▸ **Records to use**
•••••

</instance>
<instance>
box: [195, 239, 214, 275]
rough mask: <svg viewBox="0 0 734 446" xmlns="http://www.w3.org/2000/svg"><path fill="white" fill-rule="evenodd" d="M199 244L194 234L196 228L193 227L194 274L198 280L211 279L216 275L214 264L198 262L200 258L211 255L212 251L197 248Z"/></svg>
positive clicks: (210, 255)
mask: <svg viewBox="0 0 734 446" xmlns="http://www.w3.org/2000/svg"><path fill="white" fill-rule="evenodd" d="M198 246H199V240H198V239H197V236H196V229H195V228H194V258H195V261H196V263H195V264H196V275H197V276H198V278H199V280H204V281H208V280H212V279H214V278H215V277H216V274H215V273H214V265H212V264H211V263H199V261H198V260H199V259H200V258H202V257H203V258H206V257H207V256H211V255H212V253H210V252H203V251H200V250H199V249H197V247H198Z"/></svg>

•••••

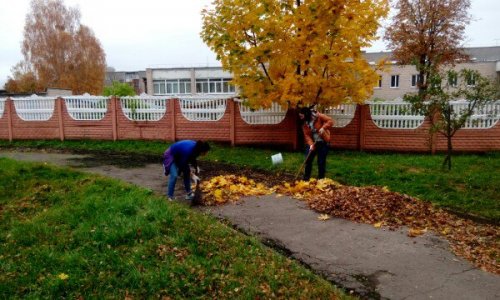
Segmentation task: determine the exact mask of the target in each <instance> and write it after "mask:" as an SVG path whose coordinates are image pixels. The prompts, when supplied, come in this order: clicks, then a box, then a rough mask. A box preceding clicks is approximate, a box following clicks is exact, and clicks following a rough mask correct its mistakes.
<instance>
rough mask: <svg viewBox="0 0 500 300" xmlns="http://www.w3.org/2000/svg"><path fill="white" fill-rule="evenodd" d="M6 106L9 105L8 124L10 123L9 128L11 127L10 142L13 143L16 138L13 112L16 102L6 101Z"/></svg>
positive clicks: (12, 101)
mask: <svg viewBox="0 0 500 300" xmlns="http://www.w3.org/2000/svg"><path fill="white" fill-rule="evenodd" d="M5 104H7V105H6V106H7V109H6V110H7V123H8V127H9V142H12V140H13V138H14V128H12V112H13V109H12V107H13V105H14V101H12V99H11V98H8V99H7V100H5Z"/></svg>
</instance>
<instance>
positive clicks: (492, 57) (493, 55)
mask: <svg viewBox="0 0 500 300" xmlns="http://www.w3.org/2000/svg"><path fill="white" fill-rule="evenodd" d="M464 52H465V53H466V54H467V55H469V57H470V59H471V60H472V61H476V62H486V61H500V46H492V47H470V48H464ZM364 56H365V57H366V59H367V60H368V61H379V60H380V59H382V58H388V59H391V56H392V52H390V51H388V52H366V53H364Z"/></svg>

•••••

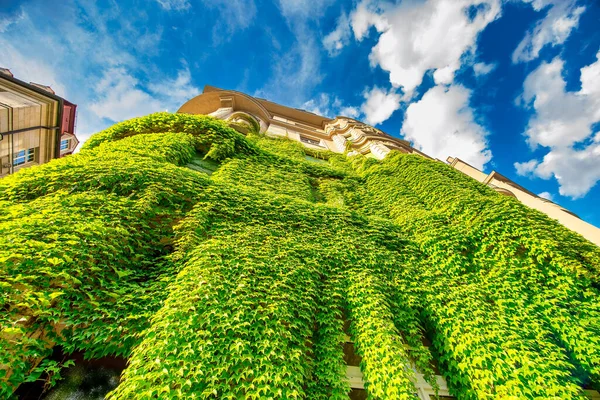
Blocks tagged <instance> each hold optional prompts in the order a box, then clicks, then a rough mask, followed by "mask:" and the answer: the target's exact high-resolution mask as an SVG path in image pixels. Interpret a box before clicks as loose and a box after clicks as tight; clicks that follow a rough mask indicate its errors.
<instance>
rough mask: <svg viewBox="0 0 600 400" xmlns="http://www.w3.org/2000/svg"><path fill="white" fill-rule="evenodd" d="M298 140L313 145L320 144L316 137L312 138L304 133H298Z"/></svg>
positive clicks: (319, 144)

•••••

▸ **Task goal**
Return each line of the entries above that contains the word "target".

▸ **Answer space**
Segmentation task: determine the exact mask of the target in each <instance> and write it after "mask:" as an SVG path whose coordinates are image pixels. The prompts, when supplied, come in this order: clicks, then a box, then a rough mask. A box preceding clicks is approximate, a box following clicks is exact, and clicks following a rough mask correct its mistakes.
Blocks tagged <instance> each hold optional prompts in the order a box, then clicks, then a rough mask, followed by "mask:" and the answer: the target's exact high-resolution mask as an SVG path in image pixels. Interpret a box before clicks as loose and a box after clicks as tight; clicks that follow a rough mask indicate its errors.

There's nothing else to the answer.